ACTIVITY: Copy the alignment scoring text from "Alignment Scoring, Gaps" to "their evolutionary origin.".

EXTRACT TO READ:
Alignment Scoring, Gaps & Similarities

Alignment Score

There are many ways to align two protein sequences against each other. Any alignment generated by an alignment software will represent one of many different options, which could be sorted according to some alignment score, with the best alignment (with the highest score) being presented to us by the software. The simplest score to use for assessing how closely related two sequences are, can be based on the number of identical amino acids that align against each other. This number can be used for counting the percentage of identical residues – called the percentage of sequence identity. The higher this percentage the closer the compared sequences will be in terms of their evolutionary origin.

Even though many of the amino acids in a protein sequence can be invariant, depending on the evolutionary distance between the proteins, there will always be a substantial number of residue substitutions caused by mutations. Many of the replaced residues will be chemically equivalent to the “original” ones. For this reason, this type of conservation is called similarity and is due to the demand for conservation of structure and function. For example, L and V will be equally tolerated within a hydrophobic core of a protein, assuming that there is enough space for the slightly larger side chain of leucine. The same applies, e.g., to K —> R substitution, since both these residues are usually located on the surface and primarily interact with solvent or with the acidic side chains of E or D. On the other hand, a substitution of V by R may have a dramatic negative effect and may destabilize or even denature a protein.

This suggests that in the calculation of the alignment score we need to consider both identities and similarities between the amino acids. But then a question will arise: if we would assign a score of 1 to each pair of identical residues, what score we should assign to a substitution like K —> R, or to V —> L compared to V —> I or V —> A? Our software will optimize the score for each possible alignment, and we will need to tell it how to count the contribution for each of the above and many other similar substitutions.

To illustrate the concept, an example of a simple alignment of a short segment of two sequences is shown below:


The amino acids which are identical (invariant) in the two sequences are shown in the third raw by their names (GCP, SP and A), while the positions of those which are different are marked by x. One of the residues (a cysteine) in the second sequence does not seem to have a corresponding mate in the first. This position is marked by a dash. The percentage of identity for this sequence alignment is simply 6/12, which is 50%. Then, the score of the alignment can be calculated, for example, by a simple expression:

(Score) S= number of matches - number of mismatches = 6 - 12 = -6

One shortcoming of this expression is that it does not consider the number of conserved substitutions. For example, F in the first sequence is replaced by a chemically equivalent Y and E is replaced by a chemically equivalent D. Apparently, for a more accurate calculation of an alignment score we need a score for each such replacement. This will be the subject of substitution matrices discussed later in the text.

INFORMATION:
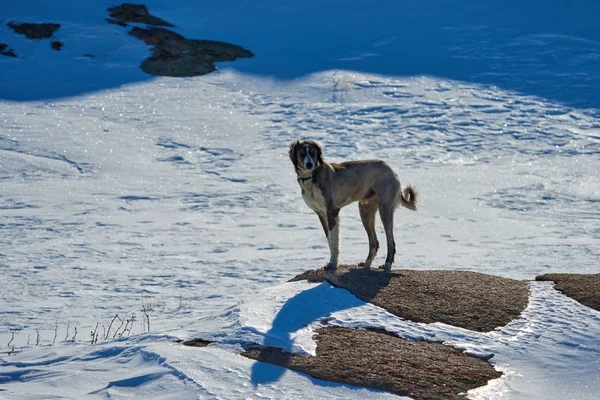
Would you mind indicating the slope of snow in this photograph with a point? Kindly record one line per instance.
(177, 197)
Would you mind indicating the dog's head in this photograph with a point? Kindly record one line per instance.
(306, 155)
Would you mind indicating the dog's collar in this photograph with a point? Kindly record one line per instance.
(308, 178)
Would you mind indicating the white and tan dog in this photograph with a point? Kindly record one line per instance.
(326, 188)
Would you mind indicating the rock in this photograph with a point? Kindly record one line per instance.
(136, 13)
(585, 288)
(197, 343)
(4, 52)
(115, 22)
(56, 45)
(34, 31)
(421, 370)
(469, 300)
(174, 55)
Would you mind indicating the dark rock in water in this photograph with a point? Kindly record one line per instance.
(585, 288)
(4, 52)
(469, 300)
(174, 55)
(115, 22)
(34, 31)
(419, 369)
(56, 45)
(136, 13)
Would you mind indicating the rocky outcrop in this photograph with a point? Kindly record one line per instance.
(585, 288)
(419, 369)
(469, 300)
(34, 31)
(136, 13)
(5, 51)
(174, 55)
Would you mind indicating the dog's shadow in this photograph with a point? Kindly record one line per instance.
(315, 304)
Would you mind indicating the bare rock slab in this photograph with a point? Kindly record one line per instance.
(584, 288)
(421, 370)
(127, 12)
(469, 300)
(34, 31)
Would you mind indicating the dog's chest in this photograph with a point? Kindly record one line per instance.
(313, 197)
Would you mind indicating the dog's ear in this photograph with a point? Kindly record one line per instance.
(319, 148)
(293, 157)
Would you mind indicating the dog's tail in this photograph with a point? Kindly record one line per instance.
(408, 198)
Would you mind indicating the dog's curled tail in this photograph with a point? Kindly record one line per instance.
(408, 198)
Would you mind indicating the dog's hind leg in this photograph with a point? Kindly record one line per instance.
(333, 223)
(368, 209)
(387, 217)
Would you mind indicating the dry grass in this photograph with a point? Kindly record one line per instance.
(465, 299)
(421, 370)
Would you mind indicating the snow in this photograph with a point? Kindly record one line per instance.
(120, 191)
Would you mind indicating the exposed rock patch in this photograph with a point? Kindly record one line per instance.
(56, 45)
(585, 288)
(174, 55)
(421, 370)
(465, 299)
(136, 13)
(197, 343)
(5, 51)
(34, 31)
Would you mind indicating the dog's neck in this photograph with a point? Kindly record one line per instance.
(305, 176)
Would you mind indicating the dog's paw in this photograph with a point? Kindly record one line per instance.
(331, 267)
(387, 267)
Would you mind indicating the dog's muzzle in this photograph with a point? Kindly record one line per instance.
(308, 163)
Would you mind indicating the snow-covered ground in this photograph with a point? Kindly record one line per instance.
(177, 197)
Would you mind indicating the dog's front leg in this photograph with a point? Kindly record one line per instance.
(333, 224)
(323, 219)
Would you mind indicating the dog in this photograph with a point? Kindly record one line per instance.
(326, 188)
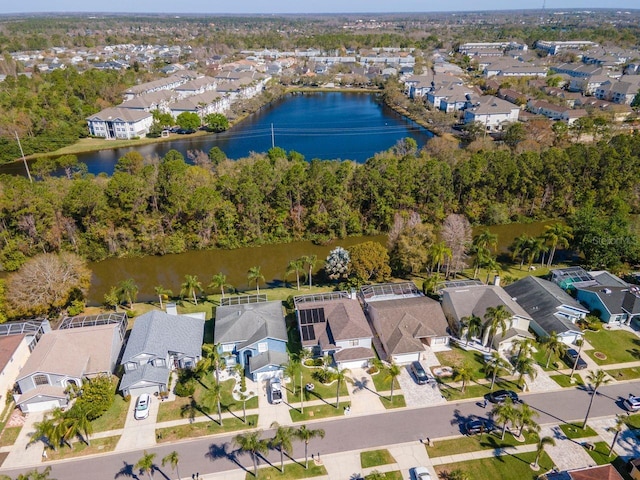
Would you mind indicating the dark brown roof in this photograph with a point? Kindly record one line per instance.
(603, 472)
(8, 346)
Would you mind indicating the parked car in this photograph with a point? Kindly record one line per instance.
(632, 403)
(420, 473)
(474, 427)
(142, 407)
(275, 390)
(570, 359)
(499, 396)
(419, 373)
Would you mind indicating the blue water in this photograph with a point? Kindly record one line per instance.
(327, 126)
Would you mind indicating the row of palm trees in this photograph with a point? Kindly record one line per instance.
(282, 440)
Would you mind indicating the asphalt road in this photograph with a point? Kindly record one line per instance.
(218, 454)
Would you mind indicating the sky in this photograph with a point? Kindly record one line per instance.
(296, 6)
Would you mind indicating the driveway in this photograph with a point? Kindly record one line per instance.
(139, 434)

...

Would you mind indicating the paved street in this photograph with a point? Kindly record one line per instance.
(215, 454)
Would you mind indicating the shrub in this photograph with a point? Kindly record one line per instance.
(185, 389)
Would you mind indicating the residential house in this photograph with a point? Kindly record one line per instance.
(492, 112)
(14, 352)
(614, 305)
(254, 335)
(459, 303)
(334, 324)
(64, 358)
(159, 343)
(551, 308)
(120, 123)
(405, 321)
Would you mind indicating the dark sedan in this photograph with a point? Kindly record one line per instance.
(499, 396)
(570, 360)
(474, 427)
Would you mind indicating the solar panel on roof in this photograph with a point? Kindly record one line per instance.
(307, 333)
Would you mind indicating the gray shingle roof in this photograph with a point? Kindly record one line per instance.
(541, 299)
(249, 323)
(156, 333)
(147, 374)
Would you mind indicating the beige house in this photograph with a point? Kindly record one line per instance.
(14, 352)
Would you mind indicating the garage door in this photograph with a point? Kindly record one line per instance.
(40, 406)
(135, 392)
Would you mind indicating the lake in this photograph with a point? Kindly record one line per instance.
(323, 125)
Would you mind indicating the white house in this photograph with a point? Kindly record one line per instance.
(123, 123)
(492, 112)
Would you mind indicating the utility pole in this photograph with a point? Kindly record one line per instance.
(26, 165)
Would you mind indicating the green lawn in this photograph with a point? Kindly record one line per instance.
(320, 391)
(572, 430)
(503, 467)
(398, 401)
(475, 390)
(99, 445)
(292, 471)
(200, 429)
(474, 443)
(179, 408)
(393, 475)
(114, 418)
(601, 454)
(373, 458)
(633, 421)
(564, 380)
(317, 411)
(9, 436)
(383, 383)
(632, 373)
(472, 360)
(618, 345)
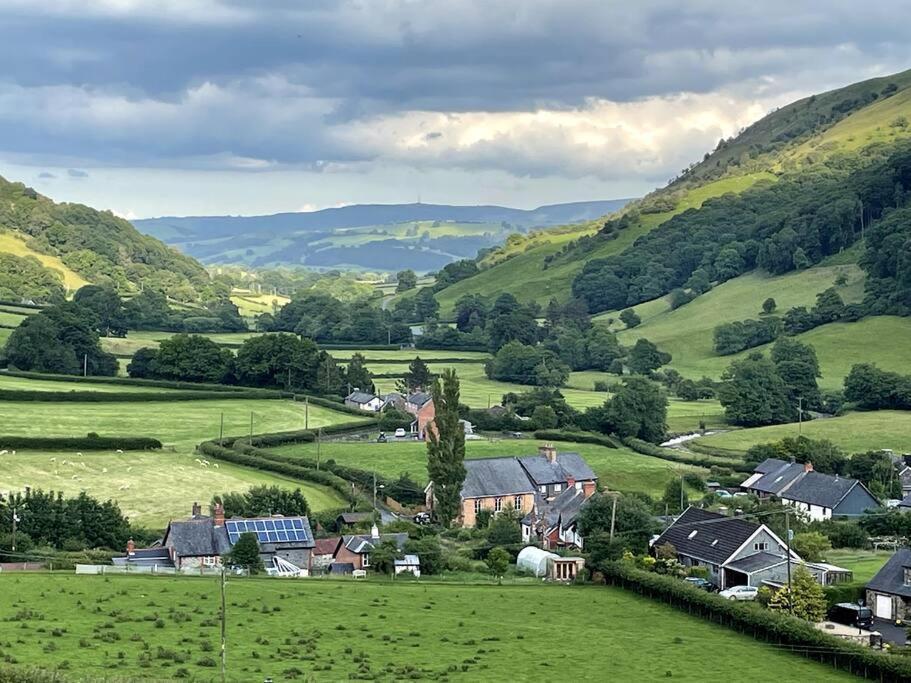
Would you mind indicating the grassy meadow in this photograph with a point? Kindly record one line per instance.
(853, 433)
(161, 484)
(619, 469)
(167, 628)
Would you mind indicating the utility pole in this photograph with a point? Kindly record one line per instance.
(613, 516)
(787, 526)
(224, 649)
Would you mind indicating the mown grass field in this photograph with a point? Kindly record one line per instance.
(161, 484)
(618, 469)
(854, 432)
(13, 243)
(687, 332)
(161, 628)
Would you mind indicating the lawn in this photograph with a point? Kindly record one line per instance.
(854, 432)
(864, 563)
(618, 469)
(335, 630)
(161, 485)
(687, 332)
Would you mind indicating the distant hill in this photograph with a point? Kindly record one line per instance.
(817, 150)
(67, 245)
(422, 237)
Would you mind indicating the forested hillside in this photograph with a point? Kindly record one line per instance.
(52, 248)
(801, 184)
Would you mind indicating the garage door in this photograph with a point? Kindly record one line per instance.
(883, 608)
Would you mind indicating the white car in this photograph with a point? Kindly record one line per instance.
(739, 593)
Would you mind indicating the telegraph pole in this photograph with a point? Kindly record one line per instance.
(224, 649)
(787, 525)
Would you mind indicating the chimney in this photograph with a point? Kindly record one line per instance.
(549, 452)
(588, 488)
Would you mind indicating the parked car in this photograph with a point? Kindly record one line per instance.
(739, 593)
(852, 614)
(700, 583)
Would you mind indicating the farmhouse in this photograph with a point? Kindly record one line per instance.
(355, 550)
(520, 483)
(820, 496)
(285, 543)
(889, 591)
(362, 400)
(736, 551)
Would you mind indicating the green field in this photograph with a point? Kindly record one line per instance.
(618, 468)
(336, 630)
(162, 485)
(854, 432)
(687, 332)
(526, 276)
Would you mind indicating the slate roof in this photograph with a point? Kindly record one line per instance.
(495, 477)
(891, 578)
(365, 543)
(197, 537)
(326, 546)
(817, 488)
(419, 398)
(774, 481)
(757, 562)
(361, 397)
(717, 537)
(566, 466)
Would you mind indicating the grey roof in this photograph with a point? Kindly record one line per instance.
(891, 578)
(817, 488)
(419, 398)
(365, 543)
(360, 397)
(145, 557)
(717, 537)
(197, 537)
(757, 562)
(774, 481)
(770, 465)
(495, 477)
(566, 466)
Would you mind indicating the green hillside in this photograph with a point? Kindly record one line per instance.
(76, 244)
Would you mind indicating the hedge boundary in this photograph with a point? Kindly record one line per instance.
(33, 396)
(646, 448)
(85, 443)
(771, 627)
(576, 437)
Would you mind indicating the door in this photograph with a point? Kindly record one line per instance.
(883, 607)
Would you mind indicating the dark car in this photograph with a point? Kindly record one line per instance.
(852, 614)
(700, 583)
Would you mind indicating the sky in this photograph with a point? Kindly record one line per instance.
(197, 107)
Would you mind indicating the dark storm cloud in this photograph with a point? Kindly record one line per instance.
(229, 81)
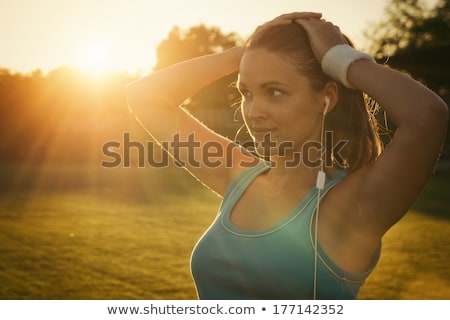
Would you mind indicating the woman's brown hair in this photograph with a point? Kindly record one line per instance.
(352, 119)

COMPLETED EXERCISE:
Alignment Scoring, Gaps & Similarities

Alignment Score

There are many ways to align two protein sequences against each other. Any alignment generated by an alignment software will represent one of many different options, which could be sorted according to some alignment score, with the best alignment (with the highest score) being presented to us by the software. The simplest score to use for assessing how closely related two sequences are, can be based on the number of identical amino acids that align against each other. This number can be used for counting the percentage of identical residues – called the percentage of sequence identity. The higher this percentage the closer the compared sequences will be in terms of their evolutionary origin.